Source -

## START

Independent Croatia has submitted films for the Academy Award for Best International Feature Film since 1992. The award is handed out annually by the United States Academy of Motion Picture Arts and Sciences to a feature-length motion picture produced outside the United States that contains primarily non-English dialogue. It was not created until the 1956 Academy Awards, in which a competitive Academy Award of Merit, known as the Best Foreign Language Film Award, was introduced for non-English speaking films, and has been given annually since.

Since achieving independence from Yugoslavia, Croatia has submitted 30 films for the Academy Award for Best Foreign Language Film , but none have been nominated for an Oscar. Croatia also unsuccessfully tried to submit a film in 1991 while the country was in the process of achieving international recognition. Since independence, five Croatian directors have had multiple films submitted to the Academy for review. Directors Branko Schmidt, Arsen Anton Ostojić and Zrinko Ogresta had three of their films selected, and two other directors had two films submitted – Vinko Brešan and Dalibor Matanić.

Prior to independence, Croatian actors and filmmakers participated in the Yugoslav film industry and several films made by Croatian filmmakers or produced by Croatian-based film studios were submitted for Oscar consideration representing Yugoslavia. Of these films, two received a nomination: The Road a Year Long directed by Giuseppe De Santis in 1958 (co-produced by Croatian film companies Croatia Film and Jadran Film), and The Ninth Circle directed by France Štiglic in 1960 (produced by Jadran Film).

Submissions
The Academy of Motion Picture Arts and Sciences has invited the film industries of various countries to submit their best film for the Academy Award for Best Foreign Language Film since 1956. The Foreign Language Film Award Committee oversees the process and reviews all the submitted films. Following this, they vote via secret ballot to determine five nominees for the award.

## END

Given material -
## START

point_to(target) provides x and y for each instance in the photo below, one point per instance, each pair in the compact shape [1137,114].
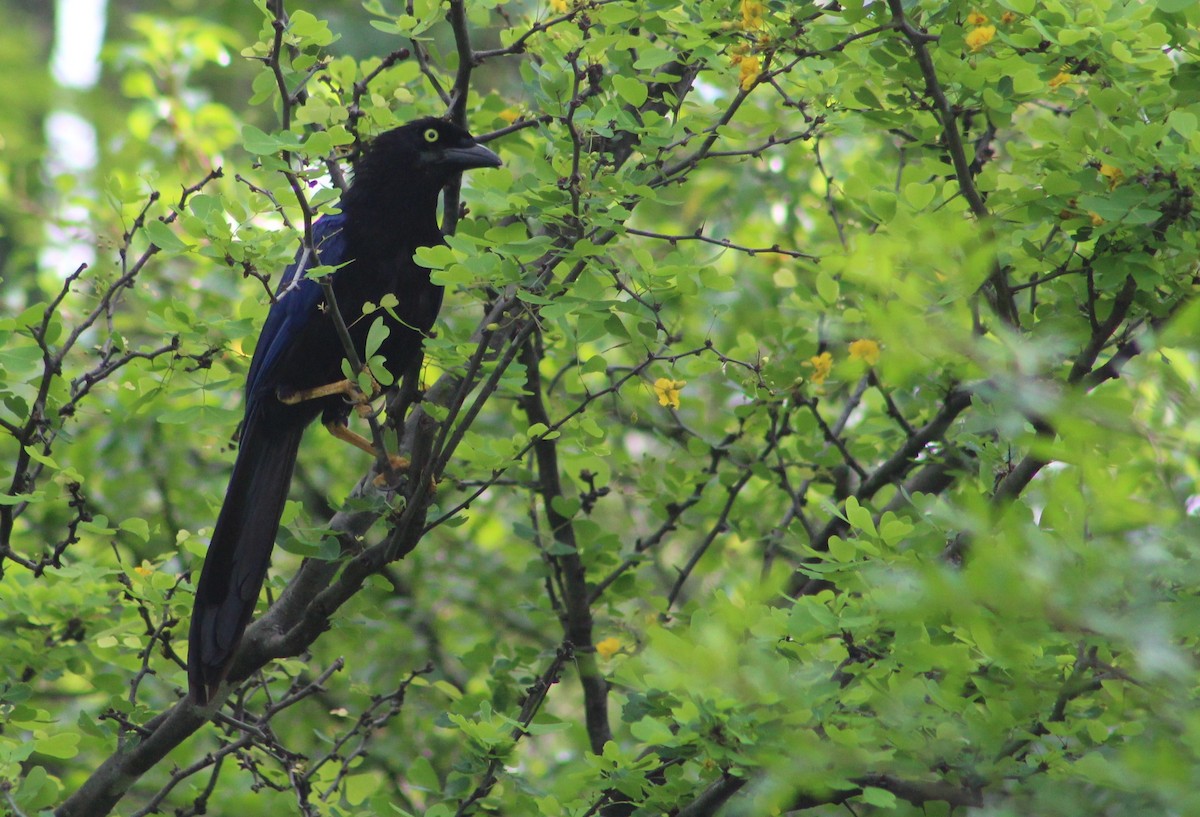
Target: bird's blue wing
[295,301]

## END

Problems -
1 > Copy everything from "Independent Croatia has" down to "given annually since." in the text on Croatia's Oscar submissions.
2 > According to the text on Croatia's Oscar submissions, how many films has Croatia submitted since independence?
3 > Name every Croatian director whom the text on Croatia's Oscar submissions lists as having more than one film submitted since independence.

Expected answers -
1 >
Independent Croatia has submitted films for the Academy Award for Best International Feature Film since 1992. The award is handed out annually by the United States Academy of Motion Picture Arts and Sciences to a feature-length motion picture produced outside the United States that contains primarily non-English dialogue. It was not created until the 1956 Academy Awards, in which a competitive Academy Award of Merit, known as the Best Foreign Language Film Award, was introduced for non-English speaking films, and has been given annually since.

2 > 30 films

3 > Branko Schmidt, Arsen Anton Ostojić, Zrinko Ogresta, Vinko Brešan, Dalibor Matanić